TEXT PROVIDED:
Updated on September 18, 2022

Comments

  • Zanna
    Zanna over 1 year

    I want to know how many regular files have the extension .c in a large complex directory structure, and also how many directories these files are spread across. The output I want is just those two numbers.

    I've seen this question about how to get the number of files, but I need to know the number of directories the files are in too.

    • My filenames (including directories) might have any characters; they may start with . or - and have spaces or newlines.
    • I might have some symlinks whose names end with .c, and symlinks to directories. I don't want symlinks to be followed or counted, or I at least want to know if and when they are being counted.
    • The directory structure has many levels and the top level directory (the working directory) has at least one .c file in it.

    I hastily wrote some commands in the (Bash) shell to count them myself, but I don't think the result is accurate...

    shopt -s dotglob
    shopt -s globstar
    mkdir out
    for d in **/; do
         find "$d" -maxdepth 1 -type f -name "*.c" >> out/$(basename "$d")
    done
    ls -1Aq out | wc -l
    cat out/* | wc -l
    

    This outputs complaints about ambiguous redirects, misses files in the current directory, and trips up on special characters (for example, redirected find output prints newlines in filenames) and writes a whole bunch of empty files (oops).

    How can I reliably enumerate my .c files and their containing directories?


    In case it helps, here are some commands to create a test structure with bad names and symlinks:

    mkdir -p cfiles/{1..3}/{a..b} && cd cfiles
    mkdir space\ d
    touch -- i.c -.c bad\ .c 'terrible
    .c' not-c .hidden.c
    for d in space\ d 1 2 2/{a..b} 3/b; do cp -t "$d" -- *.c; done
    ln -s 2 dirlink
    ln -s 3/b/i.c filelink.c
    

    In the resulting structure, 7 directories contain .c files, and 29 regular files end with .c (if dotglob is off when the commands are run) (if I've miscounted, please let me know). These are the numbers I want.

    Please feel free not to use this particular test.

    N.B.: Answers in any shell or other language will be tested & appreciated by me. If I have to install new packages, no problem. If you know a GUI solution, I encourage you to share (but I might not go so far as to install a whole DE to test it) :) I use Ubuntu MATE 17.10.

    • WinEunuuchs2Unix
      WinEunuuchs2Unix about 6 years
      Writing a program to deal with bad programming habits turned out to be quite challenging ;)
  • Zanna
    Zanna about 6 years
    That's awesome. Uses exactly what's needed and no more. Thank you for teaching :)

APPLY WHAT YOU READ:
[a] Return the part of the forum thread on counting .c files that runs from "In the resulting" to "this particular test.", word for word.
[b] Write the next part of the forum thread on counting .c files and their directories, starting after its final comment.

RECORDED INFORMATION:

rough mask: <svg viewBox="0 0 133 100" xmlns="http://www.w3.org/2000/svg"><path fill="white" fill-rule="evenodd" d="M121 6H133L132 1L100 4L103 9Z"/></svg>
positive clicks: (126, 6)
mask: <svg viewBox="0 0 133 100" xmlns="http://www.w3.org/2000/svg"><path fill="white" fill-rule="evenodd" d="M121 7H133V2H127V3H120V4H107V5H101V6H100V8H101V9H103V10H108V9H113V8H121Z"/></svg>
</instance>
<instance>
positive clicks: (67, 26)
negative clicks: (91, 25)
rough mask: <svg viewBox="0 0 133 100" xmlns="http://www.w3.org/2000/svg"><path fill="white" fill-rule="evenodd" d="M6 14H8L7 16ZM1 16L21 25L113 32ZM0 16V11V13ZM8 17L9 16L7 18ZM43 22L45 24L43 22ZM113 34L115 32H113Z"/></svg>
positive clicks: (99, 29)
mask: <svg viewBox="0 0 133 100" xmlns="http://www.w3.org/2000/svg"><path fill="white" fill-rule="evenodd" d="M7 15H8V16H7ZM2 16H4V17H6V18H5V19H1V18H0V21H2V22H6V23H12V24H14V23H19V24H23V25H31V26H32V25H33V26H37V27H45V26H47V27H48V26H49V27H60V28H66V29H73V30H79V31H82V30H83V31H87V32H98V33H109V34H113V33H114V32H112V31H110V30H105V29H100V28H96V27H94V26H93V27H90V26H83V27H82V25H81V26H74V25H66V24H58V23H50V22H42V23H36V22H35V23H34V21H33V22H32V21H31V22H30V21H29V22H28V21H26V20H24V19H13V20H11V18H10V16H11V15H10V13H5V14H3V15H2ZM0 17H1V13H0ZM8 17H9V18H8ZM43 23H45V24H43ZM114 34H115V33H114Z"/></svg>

RESULTS OF THE EXERCISE:
[a]
In the resulting structure, 7 directories contain .c files, and 29 regular files end with .c (if dotglob is off when the commands are run) (if I've miscounted, please let me know). These are the numbers I want.

    Please feel free not to use this particular test.

[b]
  • muru
    muru about 6 years
    @Zanna if you post some commands to recreate a directory structure with symlinks, and the expected output with symlinks, I might be able to fix this accordingly.
  • Zanna
    Zanna about 6 years
    I have added some commands to make a (needlessly complicated as usual) test structure with symlinks.
  • muru
    muru about 6 years
    @Zanna I think this command doesn't need any adjustments to get 29 7. If I add -L to find, that goes up to 41 10. Which output do you need?
  • Zanna
    Zanna about 6 years
    29 7 is what I want & I will edit to make that clearer. No need to do anything. I only mentioned the symlinks (as Eliah Kagan suggested in chat) in case anyone who answered wanted to talk about how their method treated symlinks, so anyone with a similar task would be in no doubt about whether they were being counted.
  • muru
    muru about 6 years
    Added a zsh + awk method. There's probably some way to get zsh itself to print the count for me, but no idea how.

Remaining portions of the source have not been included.